_Exercise goal_
List each line of the data that holds the word "Given".
BEGIN Exercise data
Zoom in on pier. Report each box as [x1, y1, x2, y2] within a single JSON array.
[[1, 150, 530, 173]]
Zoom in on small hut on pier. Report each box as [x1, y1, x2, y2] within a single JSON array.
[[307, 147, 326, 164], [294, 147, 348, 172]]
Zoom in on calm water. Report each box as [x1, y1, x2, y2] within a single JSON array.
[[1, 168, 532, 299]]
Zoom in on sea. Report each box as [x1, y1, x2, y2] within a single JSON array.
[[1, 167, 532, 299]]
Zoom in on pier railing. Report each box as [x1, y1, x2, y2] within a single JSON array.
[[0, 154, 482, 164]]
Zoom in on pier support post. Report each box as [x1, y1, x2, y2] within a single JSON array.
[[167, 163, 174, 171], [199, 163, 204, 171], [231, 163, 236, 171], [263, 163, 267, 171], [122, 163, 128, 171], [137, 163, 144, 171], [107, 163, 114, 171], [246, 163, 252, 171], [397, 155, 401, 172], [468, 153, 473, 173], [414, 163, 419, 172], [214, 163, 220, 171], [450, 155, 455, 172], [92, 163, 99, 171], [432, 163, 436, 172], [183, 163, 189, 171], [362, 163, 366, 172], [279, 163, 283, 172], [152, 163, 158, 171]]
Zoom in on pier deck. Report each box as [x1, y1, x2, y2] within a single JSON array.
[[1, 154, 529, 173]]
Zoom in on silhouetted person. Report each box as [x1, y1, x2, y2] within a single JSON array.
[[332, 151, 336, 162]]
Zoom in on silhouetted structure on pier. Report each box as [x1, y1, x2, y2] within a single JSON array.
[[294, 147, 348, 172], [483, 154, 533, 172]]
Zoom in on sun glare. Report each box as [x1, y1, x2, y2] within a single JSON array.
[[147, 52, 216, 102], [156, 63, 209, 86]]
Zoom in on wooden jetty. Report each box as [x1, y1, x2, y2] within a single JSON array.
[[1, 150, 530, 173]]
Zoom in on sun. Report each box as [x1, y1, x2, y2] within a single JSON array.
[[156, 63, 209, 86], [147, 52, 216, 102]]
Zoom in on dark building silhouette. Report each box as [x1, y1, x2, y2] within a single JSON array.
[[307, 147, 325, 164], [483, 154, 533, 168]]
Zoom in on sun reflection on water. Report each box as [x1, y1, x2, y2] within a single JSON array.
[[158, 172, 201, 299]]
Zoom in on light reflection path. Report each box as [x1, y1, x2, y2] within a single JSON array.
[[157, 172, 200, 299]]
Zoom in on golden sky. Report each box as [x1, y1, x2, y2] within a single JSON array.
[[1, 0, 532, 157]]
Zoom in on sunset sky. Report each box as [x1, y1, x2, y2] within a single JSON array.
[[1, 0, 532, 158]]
END Exercise data
BEGIN Exercise data
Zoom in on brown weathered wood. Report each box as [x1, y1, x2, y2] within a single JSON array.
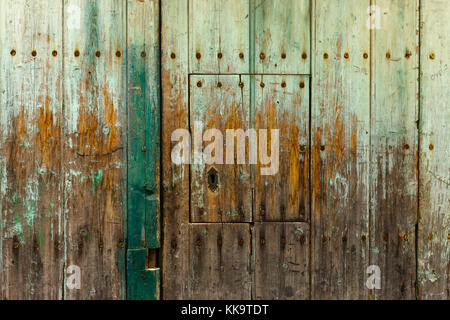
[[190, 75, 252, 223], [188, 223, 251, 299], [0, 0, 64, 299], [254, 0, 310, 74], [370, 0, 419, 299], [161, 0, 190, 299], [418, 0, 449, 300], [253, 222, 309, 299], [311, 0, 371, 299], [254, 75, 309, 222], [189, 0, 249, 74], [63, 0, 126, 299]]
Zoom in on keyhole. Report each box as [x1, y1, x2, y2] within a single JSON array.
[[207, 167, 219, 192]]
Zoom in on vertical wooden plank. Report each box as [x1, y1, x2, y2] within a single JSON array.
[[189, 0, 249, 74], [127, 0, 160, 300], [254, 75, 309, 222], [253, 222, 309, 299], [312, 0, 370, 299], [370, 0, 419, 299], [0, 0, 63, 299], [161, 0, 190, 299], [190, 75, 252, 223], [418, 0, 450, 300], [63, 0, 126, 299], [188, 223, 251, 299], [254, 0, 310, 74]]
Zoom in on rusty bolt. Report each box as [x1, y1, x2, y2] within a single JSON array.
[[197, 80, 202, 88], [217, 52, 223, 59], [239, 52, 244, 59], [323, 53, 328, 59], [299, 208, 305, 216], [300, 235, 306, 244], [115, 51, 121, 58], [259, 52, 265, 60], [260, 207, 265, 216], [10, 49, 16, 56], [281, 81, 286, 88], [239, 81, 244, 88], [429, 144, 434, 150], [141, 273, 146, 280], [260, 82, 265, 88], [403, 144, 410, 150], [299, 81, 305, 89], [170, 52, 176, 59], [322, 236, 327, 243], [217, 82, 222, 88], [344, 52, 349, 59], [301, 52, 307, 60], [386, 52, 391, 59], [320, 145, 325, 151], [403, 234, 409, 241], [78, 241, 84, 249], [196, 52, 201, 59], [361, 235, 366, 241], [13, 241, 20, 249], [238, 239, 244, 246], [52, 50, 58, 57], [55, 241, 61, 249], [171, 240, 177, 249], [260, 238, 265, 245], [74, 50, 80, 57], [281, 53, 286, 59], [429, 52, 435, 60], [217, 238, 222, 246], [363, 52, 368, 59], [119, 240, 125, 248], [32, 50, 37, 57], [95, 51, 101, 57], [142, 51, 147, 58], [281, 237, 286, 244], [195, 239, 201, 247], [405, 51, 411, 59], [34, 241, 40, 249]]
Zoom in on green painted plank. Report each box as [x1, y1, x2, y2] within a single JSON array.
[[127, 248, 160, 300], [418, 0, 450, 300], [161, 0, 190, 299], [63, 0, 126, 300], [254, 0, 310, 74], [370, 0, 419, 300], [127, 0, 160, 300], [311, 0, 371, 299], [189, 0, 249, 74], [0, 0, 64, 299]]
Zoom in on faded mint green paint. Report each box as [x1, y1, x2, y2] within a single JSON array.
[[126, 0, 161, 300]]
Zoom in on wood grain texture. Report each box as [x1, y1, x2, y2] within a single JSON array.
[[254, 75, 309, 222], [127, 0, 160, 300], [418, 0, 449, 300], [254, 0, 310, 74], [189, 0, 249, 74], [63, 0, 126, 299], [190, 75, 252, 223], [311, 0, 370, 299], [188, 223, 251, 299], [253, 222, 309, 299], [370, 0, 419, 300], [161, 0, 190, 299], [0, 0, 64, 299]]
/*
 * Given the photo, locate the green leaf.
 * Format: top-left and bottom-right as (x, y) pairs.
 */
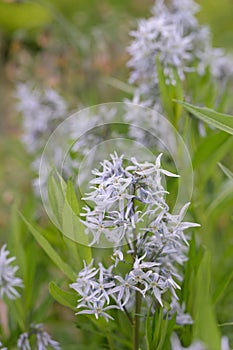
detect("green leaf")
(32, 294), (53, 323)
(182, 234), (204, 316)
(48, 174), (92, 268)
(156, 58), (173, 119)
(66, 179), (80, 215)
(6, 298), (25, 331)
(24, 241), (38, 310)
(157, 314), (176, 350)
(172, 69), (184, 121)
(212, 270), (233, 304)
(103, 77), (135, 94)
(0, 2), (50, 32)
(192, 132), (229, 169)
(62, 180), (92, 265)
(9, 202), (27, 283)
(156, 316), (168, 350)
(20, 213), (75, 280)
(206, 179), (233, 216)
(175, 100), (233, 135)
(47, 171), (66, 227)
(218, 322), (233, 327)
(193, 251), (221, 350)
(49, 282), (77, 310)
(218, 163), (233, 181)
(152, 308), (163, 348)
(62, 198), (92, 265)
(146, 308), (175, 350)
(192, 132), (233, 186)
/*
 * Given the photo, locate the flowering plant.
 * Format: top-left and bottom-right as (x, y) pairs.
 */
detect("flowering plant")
END Exercise data
_Solution for this exercise_
 * Given the photo, locate the green leaf.
 * Given the photo, locate the flowering plant.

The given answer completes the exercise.